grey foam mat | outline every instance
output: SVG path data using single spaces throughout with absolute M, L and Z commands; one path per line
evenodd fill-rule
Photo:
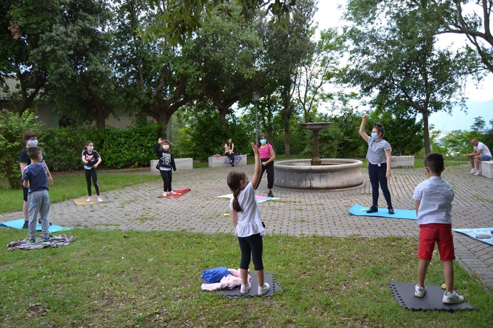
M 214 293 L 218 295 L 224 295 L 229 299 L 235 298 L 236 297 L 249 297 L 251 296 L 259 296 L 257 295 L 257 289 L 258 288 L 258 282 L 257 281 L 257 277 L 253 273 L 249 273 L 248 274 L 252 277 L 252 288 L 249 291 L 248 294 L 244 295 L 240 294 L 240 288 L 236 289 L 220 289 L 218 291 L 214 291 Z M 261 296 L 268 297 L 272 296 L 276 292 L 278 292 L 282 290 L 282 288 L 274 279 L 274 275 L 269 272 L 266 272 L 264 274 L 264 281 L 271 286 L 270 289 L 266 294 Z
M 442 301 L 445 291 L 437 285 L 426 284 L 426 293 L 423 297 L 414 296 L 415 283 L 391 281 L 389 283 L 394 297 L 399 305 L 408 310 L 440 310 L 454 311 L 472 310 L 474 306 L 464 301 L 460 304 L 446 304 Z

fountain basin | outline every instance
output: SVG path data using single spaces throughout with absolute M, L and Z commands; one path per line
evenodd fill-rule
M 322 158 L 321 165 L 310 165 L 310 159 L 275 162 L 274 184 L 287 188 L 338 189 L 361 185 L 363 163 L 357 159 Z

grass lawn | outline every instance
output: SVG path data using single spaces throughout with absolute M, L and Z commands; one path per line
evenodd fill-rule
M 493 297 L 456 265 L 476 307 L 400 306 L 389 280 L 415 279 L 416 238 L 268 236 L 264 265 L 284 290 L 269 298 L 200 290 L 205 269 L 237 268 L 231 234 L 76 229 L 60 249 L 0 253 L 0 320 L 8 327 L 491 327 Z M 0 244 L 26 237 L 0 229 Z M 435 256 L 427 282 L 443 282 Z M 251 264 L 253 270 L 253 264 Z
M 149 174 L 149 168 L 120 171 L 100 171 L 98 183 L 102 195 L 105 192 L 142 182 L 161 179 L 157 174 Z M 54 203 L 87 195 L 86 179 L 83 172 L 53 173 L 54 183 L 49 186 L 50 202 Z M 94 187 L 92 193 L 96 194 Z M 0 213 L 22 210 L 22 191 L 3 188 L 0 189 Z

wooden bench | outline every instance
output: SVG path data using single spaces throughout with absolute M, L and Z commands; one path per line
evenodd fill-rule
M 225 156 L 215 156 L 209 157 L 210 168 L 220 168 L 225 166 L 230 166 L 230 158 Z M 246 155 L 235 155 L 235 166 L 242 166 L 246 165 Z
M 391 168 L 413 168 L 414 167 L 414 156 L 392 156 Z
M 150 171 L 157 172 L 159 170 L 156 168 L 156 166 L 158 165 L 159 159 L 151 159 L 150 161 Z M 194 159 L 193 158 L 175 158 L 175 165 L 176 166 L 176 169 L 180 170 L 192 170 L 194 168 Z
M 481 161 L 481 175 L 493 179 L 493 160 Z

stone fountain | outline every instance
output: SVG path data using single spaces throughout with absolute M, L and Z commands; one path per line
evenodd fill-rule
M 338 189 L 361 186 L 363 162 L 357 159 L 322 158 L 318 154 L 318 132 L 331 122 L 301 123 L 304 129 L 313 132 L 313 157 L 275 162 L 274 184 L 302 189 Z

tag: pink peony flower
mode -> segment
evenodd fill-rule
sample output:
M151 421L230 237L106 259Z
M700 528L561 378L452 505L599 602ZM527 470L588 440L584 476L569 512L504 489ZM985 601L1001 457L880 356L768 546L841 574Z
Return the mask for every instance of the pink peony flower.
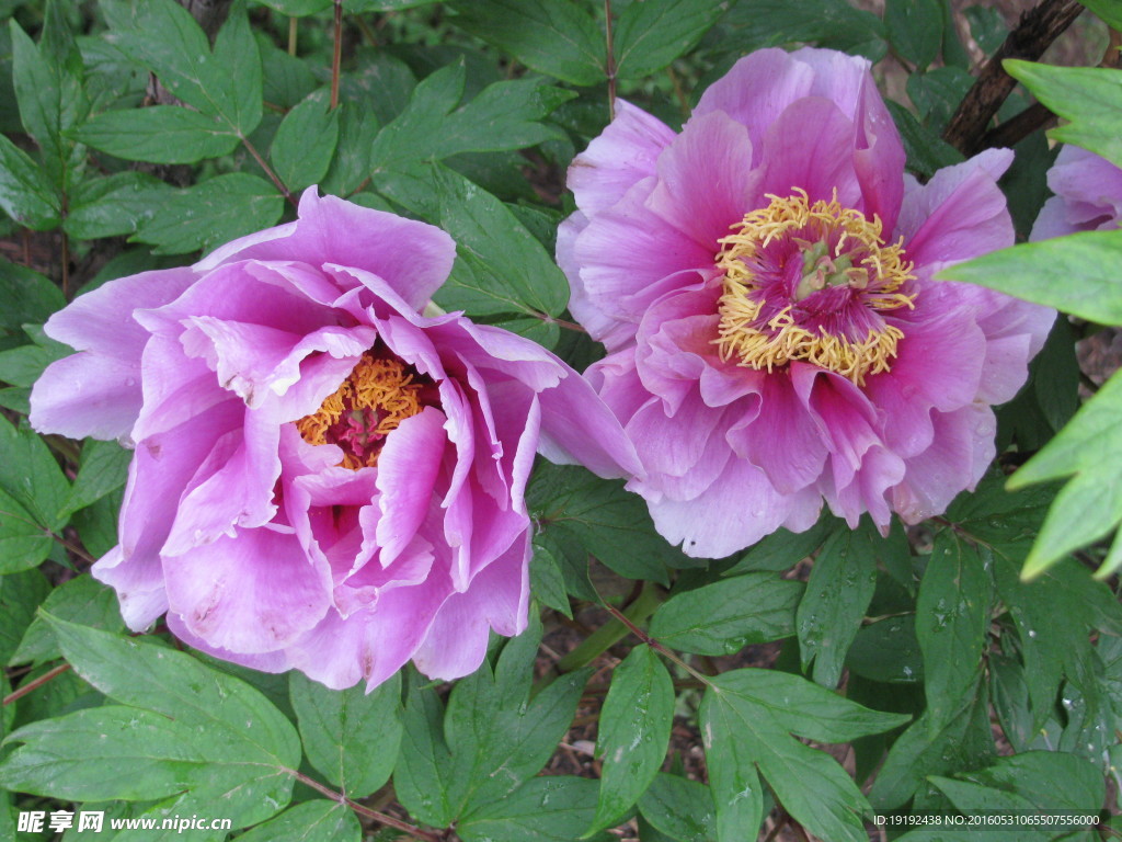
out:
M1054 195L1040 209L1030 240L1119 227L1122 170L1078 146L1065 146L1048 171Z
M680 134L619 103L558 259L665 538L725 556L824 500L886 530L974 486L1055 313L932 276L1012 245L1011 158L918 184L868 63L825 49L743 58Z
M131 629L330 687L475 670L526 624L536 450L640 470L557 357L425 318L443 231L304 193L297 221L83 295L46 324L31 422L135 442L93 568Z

★ ★ ★ ★ ★

■ Objective ■
Reproduce all of the lines above word for word, leaving out the pictures.

■ Correct answer ■
grey foam mat | outline every instance
output: SVG path data using single spaces throughout with absolute M, L and Z commands; one path per line
evenodd fill-rule
Photo:
M 214 293 L 218 295 L 224 295 L 229 299 L 235 298 L 236 297 L 249 297 L 251 296 L 259 296 L 257 295 L 257 289 L 258 288 L 258 282 L 257 281 L 257 277 L 253 273 L 249 273 L 248 274 L 252 277 L 252 288 L 249 291 L 248 294 L 244 295 L 240 294 L 240 288 L 236 289 L 220 289 L 218 291 L 214 291 Z M 261 296 L 268 297 L 272 296 L 276 292 L 278 292 L 282 290 L 282 288 L 274 279 L 274 275 L 269 272 L 266 272 L 264 274 L 264 281 L 271 286 L 270 289 L 266 294 Z
M 442 301 L 445 291 L 437 285 L 426 284 L 426 293 L 423 297 L 414 296 L 415 283 L 391 281 L 389 283 L 394 297 L 399 305 L 408 310 L 440 310 L 454 311 L 472 310 L 474 306 L 464 301 L 460 304 L 446 304 Z

fountain basin | outline every instance
output: SVG path data using single spaces throughout with absolute M, L and Z commands; one path per line
evenodd fill-rule
M 322 158 L 321 165 L 310 165 L 310 159 L 275 162 L 274 184 L 287 188 L 338 189 L 361 185 L 363 163 L 357 159 Z

grass lawn | outline every instance
output: SVG path data using single spaces throughout with absolute M, L and Z commands; one path per line
evenodd fill-rule
M 493 297 L 456 265 L 476 307 L 400 306 L 389 280 L 415 279 L 416 238 L 268 236 L 264 265 L 284 290 L 269 298 L 200 290 L 205 269 L 237 268 L 231 234 L 76 229 L 60 249 L 0 253 L 0 320 L 8 327 L 491 327 Z M 0 244 L 26 237 L 0 229 Z M 435 256 L 427 282 L 443 282 Z M 251 264 L 253 270 L 253 264 Z
M 149 174 L 149 168 L 120 171 L 100 171 L 98 183 L 102 195 L 105 192 L 142 182 L 161 179 L 157 174 Z M 54 203 L 87 195 L 86 179 L 83 172 L 53 173 L 54 183 L 49 186 L 50 202 Z M 94 187 L 92 193 L 96 194 Z M 0 213 L 22 210 L 22 191 L 3 188 L 0 189 Z

wooden bench | outline every instance
output: SVG path data using single spaces throughout with absolute M, L and Z commands; one path per line
evenodd fill-rule
M 225 156 L 215 156 L 209 157 L 210 168 L 220 168 L 225 166 L 230 166 L 230 158 Z M 246 155 L 235 155 L 235 166 L 242 166 L 246 165 Z
M 391 168 L 413 168 L 414 167 L 414 156 L 392 156 Z
M 150 171 L 157 172 L 159 170 L 156 168 L 156 166 L 158 165 L 159 159 L 151 159 L 150 161 Z M 194 159 L 193 158 L 175 158 L 175 165 L 176 166 L 176 169 L 180 170 L 192 170 L 194 168 Z
M 481 161 L 481 175 L 493 179 L 493 160 Z

stone fountain | outline every instance
output: SVG path data using single spaces throughout with absolute M, L and Z commands; one path per line
evenodd fill-rule
M 338 189 L 361 186 L 363 162 L 357 159 L 322 158 L 318 154 L 318 132 L 331 122 L 301 123 L 304 129 L 313 132 L 313 157 L 275 162 L 274 184 L 302 189 Z

tag: pink peony flower
mode -> segment
evenodd fill-rule
sample output:
M151 421L230 237L106 259Z
M700 528L561 378L452 505L599 602ZM527 470L588 440L584 476L569 512L504 489ZM985 601L1001 457L880 356L768 546L841 574Z
Return the mask for every instance of the pink peony flower.
out:
M1054 195L1040 209L1030 240L1119 227L1122 170L1078 146L1065 146L1048 171Z
M680 134L619 103L558 259L665 538L725 556L824 500L886 530L974 486L1055 313L932 276L1012 245L1011 158L918 184L868 63L825 49L743 58Z
M131 629L330 687L475 670L526 624L536 450L640 470L557 357L425 318L443 231L304 193L297 221L83 295L46 324L31 422L135 442L93 568Z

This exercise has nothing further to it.